Text ::
▽

As a mother who separated with young children, I totally get how challenging it is for mothers to come to terms with and accept the realities of co-parenting.
The challenge of acceptance is even more difficult when with the full support of the father, they have been a stay at home mother to the detriment of their own career, or they feel the breakup has been thrust upon them by their partner.
Now, if you follow my blogs and Facebook page you will know that I am a firm believer that there are three sides to every story; yours, theirs and the truth so I am not going to deal with how relationships come to end.
Nor am I going to debate the merit or otherwise of stay at home parenting as everyone's circumstances are different and there is no right or wrong approach. I can only comment in our case, because of the travel and overtime requirements of my ex-husband's high-pressure career, and the lack of a Visa for me to work in the country we were expats in, we decided that for the overall stability of our family, I would stay at home.
What happened over a 10 year period for me was that having abandoned my blossoming, well paid and rewarding career in IT, so much of my identity became wrapped up in what I was doing at home. I was by my husband's own admission doing a stellar job for the benefit of our whole family as the homemaker, on-call executive wife support and Director of All Domestic Operations, but especially so, as the mother and primary carer of our children.
I understand a newly separated mother's concerns about handing over the children for stays with their dad when they genuinely and very often with good reason, legitimately believe that they themselves, as the primary carer, are more adept at providing for the day-to-day needs of the children; perhaps they cook healthier meals, supervise risky play activities more closely, ensure all the weekly appointments are met or don't forget to reapply the sunscreen so the kids don't return from an outing burnt to a crisp. I remember having these concerns about sending my young boys off with their Dad for their weekly stays. The fear was real!
I appreciate that we both played a role in the demise of our relationship but when it ended, what I had difficulty in accepting was the immediate expectation that my role as stay at home carer should change to accommodate a desire for my husband to have the kids live with him at least a few days every week. I felt that in a time when we needed stability more than ever, I was better equipped to offer it and as his job specification had not changed, I didn't believe he would be able to parent as well as I would through this difficult time.
Whilst I appreciated that it was important for my ex-husband to spend time with the children, be involved and responsible for the decisions that we needed to make for them and to actively co-parent, what it really came down to was that I just wasn't ready to let go of my own identity so quickly. These are feelings shared by many mums in the early months of separation.
It turned out, on all four counts listed above, my concerns were justified. Both my boys have scars under their chins from accidents that I honestly do not believe would have happened on my watch, they were late or completely missed events and appointments, they ate more Macca's than anyone ever should and they came home sunburnt more than once.
I have real empathy through lived experience for mothers who have to come to terms, and quickly for the sake of their children, with the realities of co-parenting.
That said, something I come across often in my dealings with separating families that really troubles me is manipulative mothers who alienate children from their father.

△

Problems to work on ::
**A)** List the ways, given in the co-parenting text, in which a primary carer may be better than the father at meeting the children's day-to-day needs.
**B)** Carry the co-parenting text on from its final sentence.
The data that comes after the co-parenting text has no connection to it.

Data excerpt ::
▽

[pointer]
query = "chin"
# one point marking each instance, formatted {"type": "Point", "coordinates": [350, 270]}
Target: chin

△

Responses in order ::
**A)**
- Cooking healthier meals
- Supervising risky play activities more closely
- Making sure all the weekly appointments are met
- Remembering to reapply the sunscreen so the children don't come home sunburnt

**B)**
I'm not talking about hardcore Mum's who take their child away never to be seen again or women who have serious and well-founded concerns about domestic violence, I mean every day loving, caring Mum's who just don't think the Dad is capable of looking after the child as well as they do, believe they have more of a right to parent because they are the mother, have always been the primary carer and so refuse to properly share care with the father.
They do it subtly, sometimes genuinely believing they are doing what is best for their child (albeit solely from their own perspective) and often in blatant breach of Parenting Orders by:
- running extraordinarily late at drop off and collection times
- being out when Dad arrives to collect the kids
- not relaying plans, gifts, messages from Dad to the children
- telling Dad the kids are too unwell to spend time or stay with Dad
- speaking ill of the father in front of the children
- organising events and appointments for the children during the time scheduled for spending time with Dad
- not allowing Dad to be introduced the child's friends or those children's parents so as to avoid normalising socialising time when with Dad
- not packing the appropriate gear for the child's activities thereby forcing either the child to go without and blame Dad or Dad to buy new supplies
- not letting the Dad know of upcoming events that he is invited to attend, and
- letting calls and text messages go unanswered.
I am sure there are single dads who will recognise these tactics and could add many more - please feel free to add your own thoughts in the comments below.
Did I do any of these things all those years ago? Yes, I did, not to any great degree but we are all human and I particularly recall regretting some of the words that came out of my mouth the moment they crossed my lips.
Was it right and in the best interests of my children? No, it was not.
Just as there are Dad's reading and nodding their heads, I know there will be mothers shaking theirs because I can also see the point of many of the mothers I talk to who hold on to the reins too tightly.
There are single dads say they want the shared care but are slow to adapt; those who need to step up to the plate and change their priorities.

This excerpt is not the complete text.